>>>>>
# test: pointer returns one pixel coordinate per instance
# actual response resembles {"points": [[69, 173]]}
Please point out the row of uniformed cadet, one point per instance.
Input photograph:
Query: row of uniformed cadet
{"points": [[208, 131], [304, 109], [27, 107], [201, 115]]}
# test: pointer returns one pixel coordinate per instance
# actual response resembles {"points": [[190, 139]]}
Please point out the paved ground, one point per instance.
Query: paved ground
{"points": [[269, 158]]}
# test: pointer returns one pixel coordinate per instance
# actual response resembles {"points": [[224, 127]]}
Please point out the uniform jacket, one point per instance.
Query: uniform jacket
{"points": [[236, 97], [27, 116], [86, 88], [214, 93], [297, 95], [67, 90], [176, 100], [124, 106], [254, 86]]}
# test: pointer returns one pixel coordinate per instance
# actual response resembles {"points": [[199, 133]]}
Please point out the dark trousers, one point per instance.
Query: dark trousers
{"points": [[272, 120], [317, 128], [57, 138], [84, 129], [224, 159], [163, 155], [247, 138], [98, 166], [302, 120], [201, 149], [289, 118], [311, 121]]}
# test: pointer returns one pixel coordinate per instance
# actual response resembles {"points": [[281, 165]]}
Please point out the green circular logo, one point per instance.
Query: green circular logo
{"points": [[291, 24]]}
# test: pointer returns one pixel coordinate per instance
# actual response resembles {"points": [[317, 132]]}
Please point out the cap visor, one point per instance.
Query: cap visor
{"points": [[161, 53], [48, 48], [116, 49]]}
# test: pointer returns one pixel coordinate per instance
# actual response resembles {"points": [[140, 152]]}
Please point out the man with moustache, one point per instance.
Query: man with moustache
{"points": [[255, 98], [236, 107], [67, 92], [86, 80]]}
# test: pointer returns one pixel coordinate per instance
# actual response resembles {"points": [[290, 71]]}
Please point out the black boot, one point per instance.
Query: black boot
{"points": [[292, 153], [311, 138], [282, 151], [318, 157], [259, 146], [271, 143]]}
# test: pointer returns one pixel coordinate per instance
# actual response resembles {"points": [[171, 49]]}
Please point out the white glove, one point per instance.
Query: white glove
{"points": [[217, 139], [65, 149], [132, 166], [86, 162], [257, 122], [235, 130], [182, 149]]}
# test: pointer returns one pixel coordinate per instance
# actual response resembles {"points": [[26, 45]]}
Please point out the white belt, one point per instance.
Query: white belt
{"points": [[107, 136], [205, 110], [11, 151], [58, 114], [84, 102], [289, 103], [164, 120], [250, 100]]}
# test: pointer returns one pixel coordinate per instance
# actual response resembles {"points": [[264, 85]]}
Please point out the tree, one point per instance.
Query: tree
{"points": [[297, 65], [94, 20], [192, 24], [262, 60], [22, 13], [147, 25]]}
<<<<<
• [TO DO] Copy every record verbatim.

• [THE COMPLETED TASK]
# test: pointer returns one pixel coordinate per instance
# actual response resembles {"points": [[69, 173]]}
Please point out the row of uniformed cadet, one point per instance.
Input photograph:
Query: row of uniformed cadet
{"points": [[208, 131], [304, 109], [27, 107], [201, 115]]}
# test: pointer returns one pixel coordinate per instance
# actual response resembles {"points": [[190, 139]]}
Please point out the paved ground, one point per instance.
Query: paved ground
{"points": [[269, 158]]}
# test: pointer returns one pixel coordinate per instance
# actual response resembles {"points": [[224, 127]]}
Please point out the uniform jacket, one point per instance.
Query: uniform jacket
{"points": [[236, 97], [27, 116], [86, 88], [214, 93], [297, 95], [67, 90], [176, 100], [124, 106], [254, 86]]}
# test: pointer returns one pixel coordinate per instance
# actual response resembles {"points": [[199, 133]]}
Please point out the dark trousers, one point per instance.
Query: dark trousers
{"points": [[272, 120], [317, 128], [57, 138], [84, 129], [224, 159], [163, 155], [247, 138], [98, 166], [302, 120], [201, 149], [289, 118], [311, 121]]}
# test: pointer returns one pixel coordinate per instance
# actual response resembles {"points": [[281, 165]]}
Please point out the green circular logo, one point per instance.
Query: green circular logo
{"points": [[291, 24]]}
# test: pointer returns one pixel coordinate per instance
# actual response resembles {"points": [[317, 132]]}
Please point out the cap visor, one point per instance.
Query: cap visor
{"points": [[161, 53], [48, 48], [116, 49]]}
# test: pointer returns one pixel coordinate per instance
# actual response resembles {"points": [[140, 152]]}
Please point out the man with moustache, one point per instance.
Query: man with moustache
{"points": [[255, 98], [236, 107], [67, 92], [86, 80]]}
# test: pointer returns one pixel coordinate per instance
# actual response resembles {"points": [[290, 71]]}
Please point out the black boot, one point per instance.
Query: black boot
{"points": [[292, 153], [311, 138], [282, 151], [318, 157], [259, 146], [271, 143]]}
# test: pointer returns one pixel coordinate per instance
# actual response resembles {"points": [[171, 49]]}
Please point out the white glove, one point per instance.
Query: white glove
{"points": [[217, 139], [65, 149], [132, 166], [86, 162], [257, 122], [235, 130], [182, 149]]}
# test: pointer returns one pixel coordinate per instance
# actual response resembles {"points": [[26, 45]]}
Please point out the white belt, one point per instance.
Query: white belt
{"points": [[107, 136], [205, 110], [11, 151], [58, 114], [84, 102], [289, 103], [164, 120], [250, 100]]}
# test: pointer returns one pixel coordinate per instance
# actual response resembles {"points": [[264, 85]]}
Please point out the tree, one point per instance.
Query: tree
{"points": [[297, 65], [94, 20], [192, 24], [262, 60], [22, 13], [147, 25]]}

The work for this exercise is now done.